_WORK TO BE COMPLETED_
Everything from the line that contains "of the gabled" through the final line of the records should be written out exactly, and nothing outside that span.

Records from a data source
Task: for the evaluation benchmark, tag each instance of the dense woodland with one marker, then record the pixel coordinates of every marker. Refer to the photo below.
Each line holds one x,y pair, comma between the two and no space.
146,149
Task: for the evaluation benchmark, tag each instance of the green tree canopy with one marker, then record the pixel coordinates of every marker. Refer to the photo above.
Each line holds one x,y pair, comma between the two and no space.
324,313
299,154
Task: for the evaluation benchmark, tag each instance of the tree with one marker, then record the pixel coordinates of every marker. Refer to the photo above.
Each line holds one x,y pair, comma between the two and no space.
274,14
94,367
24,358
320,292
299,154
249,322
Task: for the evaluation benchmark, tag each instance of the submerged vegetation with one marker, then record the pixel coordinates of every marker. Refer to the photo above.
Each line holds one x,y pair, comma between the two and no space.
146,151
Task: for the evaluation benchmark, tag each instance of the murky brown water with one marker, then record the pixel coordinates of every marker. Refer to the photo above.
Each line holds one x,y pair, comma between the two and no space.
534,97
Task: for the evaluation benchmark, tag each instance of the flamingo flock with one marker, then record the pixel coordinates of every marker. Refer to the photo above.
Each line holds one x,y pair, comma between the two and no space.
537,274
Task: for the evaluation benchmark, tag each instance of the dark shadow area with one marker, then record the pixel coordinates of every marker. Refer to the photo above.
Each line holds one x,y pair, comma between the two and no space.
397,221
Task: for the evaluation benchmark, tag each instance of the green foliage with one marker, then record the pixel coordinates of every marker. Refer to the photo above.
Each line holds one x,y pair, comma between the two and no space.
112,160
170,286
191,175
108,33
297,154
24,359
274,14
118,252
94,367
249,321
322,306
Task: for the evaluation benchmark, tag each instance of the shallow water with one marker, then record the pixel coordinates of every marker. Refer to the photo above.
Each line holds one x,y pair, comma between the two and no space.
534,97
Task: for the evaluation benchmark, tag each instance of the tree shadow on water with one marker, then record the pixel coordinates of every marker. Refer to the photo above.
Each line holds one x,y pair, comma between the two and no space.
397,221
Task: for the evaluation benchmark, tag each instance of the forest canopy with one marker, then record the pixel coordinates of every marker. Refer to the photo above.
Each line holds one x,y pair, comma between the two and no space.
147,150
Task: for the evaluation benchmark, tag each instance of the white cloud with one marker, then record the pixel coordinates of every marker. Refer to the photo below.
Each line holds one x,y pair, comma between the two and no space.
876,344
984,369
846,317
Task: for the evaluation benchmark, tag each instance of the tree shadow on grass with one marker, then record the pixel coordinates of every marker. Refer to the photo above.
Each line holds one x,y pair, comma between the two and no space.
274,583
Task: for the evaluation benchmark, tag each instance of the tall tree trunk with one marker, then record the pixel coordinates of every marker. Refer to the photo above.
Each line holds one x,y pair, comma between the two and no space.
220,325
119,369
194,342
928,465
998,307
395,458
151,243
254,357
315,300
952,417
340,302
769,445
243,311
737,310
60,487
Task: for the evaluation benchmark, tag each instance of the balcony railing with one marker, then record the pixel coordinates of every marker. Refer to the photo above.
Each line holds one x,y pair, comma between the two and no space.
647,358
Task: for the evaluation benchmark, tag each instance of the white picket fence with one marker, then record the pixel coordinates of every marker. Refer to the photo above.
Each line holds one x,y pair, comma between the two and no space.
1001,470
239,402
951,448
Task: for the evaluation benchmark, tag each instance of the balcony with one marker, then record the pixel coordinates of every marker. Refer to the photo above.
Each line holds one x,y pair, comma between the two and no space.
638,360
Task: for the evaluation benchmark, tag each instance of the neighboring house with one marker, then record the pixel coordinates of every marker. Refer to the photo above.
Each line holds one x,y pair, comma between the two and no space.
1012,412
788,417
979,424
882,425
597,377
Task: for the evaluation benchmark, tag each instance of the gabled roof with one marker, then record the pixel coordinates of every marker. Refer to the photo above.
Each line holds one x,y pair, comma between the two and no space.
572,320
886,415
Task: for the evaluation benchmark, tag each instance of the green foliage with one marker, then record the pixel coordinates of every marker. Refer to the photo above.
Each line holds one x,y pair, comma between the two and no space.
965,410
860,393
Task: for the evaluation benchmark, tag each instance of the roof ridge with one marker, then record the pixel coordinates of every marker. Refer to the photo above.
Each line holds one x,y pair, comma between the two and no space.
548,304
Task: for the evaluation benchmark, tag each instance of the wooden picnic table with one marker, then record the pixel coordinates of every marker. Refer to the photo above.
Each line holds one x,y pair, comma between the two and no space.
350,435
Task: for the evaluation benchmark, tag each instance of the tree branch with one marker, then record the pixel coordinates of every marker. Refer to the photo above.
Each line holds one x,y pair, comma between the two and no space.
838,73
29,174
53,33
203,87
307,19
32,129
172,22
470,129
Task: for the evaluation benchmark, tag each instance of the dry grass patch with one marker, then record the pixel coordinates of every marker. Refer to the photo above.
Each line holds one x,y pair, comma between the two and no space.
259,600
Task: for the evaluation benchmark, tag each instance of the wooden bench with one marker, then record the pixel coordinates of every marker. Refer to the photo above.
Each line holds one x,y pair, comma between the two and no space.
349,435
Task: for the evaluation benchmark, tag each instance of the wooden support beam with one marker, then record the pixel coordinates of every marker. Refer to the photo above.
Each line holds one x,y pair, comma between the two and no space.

_COMPLETE OUTPUT_
Task: for the evaluation benchmark, tag each instance of the gabled roof with one marker, then record the pixel coordinates of every marker. Refer to the photo above.
Each line holds one x,y pair, comma between the two and no space.
572,320
886,415
Task: for the evaluation benchmark, tag each instance of the green foliage with one marker, then record the pixel coordinates of every marker. Refer to the photo above.
Each line holds one x,y pair, comma between the two and no space.
965,410
860,393
Task: for the evaluation benchmark, tag each instance of the roof ridge with one marker, then record the pixel coordinates of every marker. Refer to the photo above.
Each line holds one x,y pair, comma between the two and no space.
548,304
Task: for the evaluation benchmark, tag each instance of the wooden picnic table with one marker, then record the pixel coordinates of every marker. Refer to the photo above.
Each line holds one x,y pair, comma between the two and no space.
350,435
Task: for the evaluation benchmark, tag each instance of the tree branch with one marker, then record the pixel coordinates of every marker. Refer to the photo above.
Each line holds one x,y pair, comma between the two and no space.
838,73
29,174
53,33
203,87
307,19
32,129
172,22
470,129
Task: for the evaluation benchmark, tag each instance of the dry grass patch with one marker, then record the pixel coordinates of every marker. Refer to the photo above.
Each line holds one x,y pair, comma between the two and no space.
259,600
Task: for the evaluation benchmark, tag each instance of the wooden bench with one marker, then record the pixel coordinates of every marker. Refer to the photo above.
Each line holds one x,y pair, comma between the two and no space.
349,435
Task: for the evaluation benchmark, tag each instance of the wooden support beam with one marker, then record the pixel coordinates of every marker. Refer to the photo above.
Each line holds one x,y pair, comma between the two and no space.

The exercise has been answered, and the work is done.